Problem to solve> Nothing but the lines from the one containing "Query: blue jeans" to the end of the records below should be output, each exactly as written.

-- Opening Marker --

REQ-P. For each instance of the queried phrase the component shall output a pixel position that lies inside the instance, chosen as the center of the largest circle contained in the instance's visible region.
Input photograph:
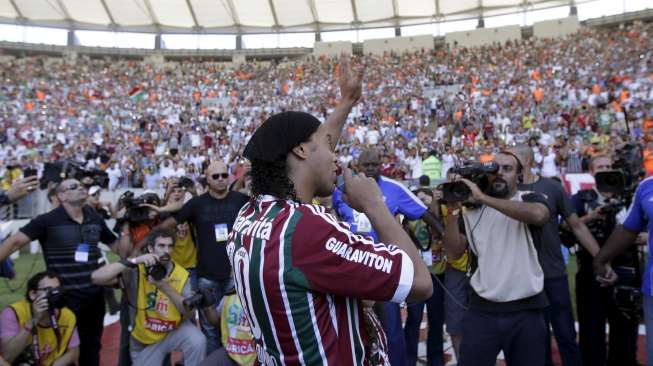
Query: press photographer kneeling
(500, 224)
(39, 330)
(602, 208)
(156, 287)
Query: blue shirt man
(397, 197)
(399, 201)
(638, 219)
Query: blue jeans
(192, 276)
(561, 318)
(391, 320)
(519, 334)
(648, 318)
(218, 289)
(435, 313)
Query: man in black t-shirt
(502, 231)
(69, 236)
(556, 286)
(212, 215)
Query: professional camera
(200, 299)
(57, 171)
(135, 214)
(55, 298)
(628, 159)
(479, 173)
(185, 182)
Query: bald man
(559, 313)
(211, 215)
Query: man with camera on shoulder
(601, 210)
(155, 287)
(501, 226)
(39, 329)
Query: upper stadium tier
(251, 16)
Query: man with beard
(502, 229)
(399, 200)
(160, 323)
(212, 215)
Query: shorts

-- Closing Marker --

Result of the exercise>
Query: blue jeans
(192, 276)
(561, 318)
(391, 320)
(519, 334)
(648, 318)
(218, 289)
(435, 313)
Query: man in black t-shirt
(502, 231)
(69, 236)
(556, 286)
(212, 215)
Query: professional camera
(200, 299)
(57, 171)
(135, 214)
(55, 298)
(628, 159)
(479, 173)
(185, 182)
Query: bald man
(559, 313)
(211, 215)
Query: man with camera on shoulder
(601, 210)
(155, 287)
(501, 226)
(39, 329)
Query: upper stadium tier
(251, 16)
Query: man with beard
(502, 229)
(399, 200)
(160, 323)
(212, 215)
Query: shorts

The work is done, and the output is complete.